How many of the lines below contain the string "haired", with case counting? Reply with the number only.

begin

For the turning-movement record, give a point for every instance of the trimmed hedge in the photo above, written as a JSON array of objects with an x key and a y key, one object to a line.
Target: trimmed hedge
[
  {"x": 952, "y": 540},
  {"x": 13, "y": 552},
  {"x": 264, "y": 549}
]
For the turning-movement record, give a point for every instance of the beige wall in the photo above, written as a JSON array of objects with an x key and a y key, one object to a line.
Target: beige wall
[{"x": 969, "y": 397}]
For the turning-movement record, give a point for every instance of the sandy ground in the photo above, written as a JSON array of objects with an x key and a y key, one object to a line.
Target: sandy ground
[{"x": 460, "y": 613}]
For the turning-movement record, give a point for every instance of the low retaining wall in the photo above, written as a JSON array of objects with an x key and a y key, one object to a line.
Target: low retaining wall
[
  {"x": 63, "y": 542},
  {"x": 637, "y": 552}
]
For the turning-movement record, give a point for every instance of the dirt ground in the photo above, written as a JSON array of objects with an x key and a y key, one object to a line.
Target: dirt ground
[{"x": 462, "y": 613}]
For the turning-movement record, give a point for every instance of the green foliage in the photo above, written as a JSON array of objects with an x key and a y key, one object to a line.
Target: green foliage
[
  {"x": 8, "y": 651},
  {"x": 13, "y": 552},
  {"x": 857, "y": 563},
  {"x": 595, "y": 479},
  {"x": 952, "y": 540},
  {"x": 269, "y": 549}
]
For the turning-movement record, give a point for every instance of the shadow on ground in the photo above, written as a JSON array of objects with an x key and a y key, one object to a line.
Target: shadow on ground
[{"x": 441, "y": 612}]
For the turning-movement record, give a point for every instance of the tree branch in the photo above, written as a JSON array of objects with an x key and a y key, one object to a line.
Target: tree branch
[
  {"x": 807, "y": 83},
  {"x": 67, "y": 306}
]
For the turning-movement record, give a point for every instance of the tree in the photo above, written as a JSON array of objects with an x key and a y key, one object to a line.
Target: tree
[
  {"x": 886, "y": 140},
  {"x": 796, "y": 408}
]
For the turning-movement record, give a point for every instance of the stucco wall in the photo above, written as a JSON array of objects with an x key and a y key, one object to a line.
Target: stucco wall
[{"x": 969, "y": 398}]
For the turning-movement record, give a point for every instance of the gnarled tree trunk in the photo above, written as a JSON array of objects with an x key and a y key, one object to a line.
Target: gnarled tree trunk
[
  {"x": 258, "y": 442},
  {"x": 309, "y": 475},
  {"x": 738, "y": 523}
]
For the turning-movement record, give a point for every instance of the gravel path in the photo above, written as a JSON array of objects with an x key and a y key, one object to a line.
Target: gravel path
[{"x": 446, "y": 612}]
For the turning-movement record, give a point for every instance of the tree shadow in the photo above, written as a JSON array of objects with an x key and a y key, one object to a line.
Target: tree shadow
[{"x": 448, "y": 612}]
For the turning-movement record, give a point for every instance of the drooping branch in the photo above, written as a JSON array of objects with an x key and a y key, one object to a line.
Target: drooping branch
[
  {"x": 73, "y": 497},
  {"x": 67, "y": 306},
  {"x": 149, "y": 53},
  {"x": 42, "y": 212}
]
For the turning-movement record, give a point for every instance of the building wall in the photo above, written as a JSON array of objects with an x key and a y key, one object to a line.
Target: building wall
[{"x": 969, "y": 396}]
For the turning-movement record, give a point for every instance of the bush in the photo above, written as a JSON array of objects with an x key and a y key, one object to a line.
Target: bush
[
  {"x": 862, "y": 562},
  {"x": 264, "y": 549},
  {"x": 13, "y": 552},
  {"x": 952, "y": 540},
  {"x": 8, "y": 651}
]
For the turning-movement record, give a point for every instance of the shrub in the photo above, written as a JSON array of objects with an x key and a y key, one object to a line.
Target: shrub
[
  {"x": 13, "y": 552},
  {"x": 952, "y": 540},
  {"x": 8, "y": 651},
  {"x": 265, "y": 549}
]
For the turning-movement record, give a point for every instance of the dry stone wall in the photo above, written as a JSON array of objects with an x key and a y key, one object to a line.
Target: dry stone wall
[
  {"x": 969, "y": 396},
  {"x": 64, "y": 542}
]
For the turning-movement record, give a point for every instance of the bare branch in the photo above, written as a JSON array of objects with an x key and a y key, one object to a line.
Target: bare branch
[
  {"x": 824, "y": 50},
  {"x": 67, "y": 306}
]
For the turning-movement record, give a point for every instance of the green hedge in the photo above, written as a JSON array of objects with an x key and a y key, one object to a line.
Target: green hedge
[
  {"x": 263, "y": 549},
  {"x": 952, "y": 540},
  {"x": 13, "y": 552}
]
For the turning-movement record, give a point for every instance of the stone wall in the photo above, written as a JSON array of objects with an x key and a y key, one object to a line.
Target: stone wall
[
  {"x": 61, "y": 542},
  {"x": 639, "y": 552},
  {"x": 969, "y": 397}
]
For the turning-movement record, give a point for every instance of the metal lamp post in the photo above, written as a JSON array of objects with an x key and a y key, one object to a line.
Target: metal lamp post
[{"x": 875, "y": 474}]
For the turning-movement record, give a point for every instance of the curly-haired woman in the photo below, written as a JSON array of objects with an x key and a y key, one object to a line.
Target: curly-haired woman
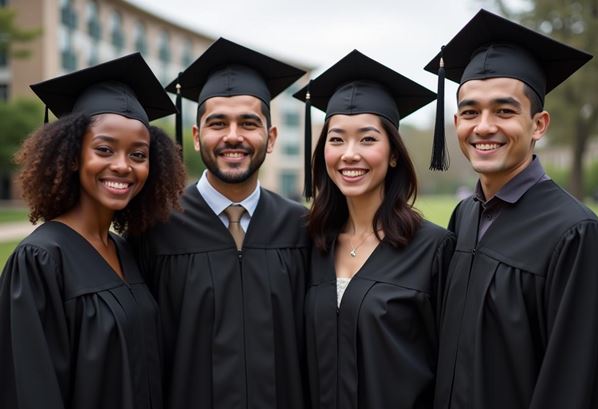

end

Solution to the exercise:
2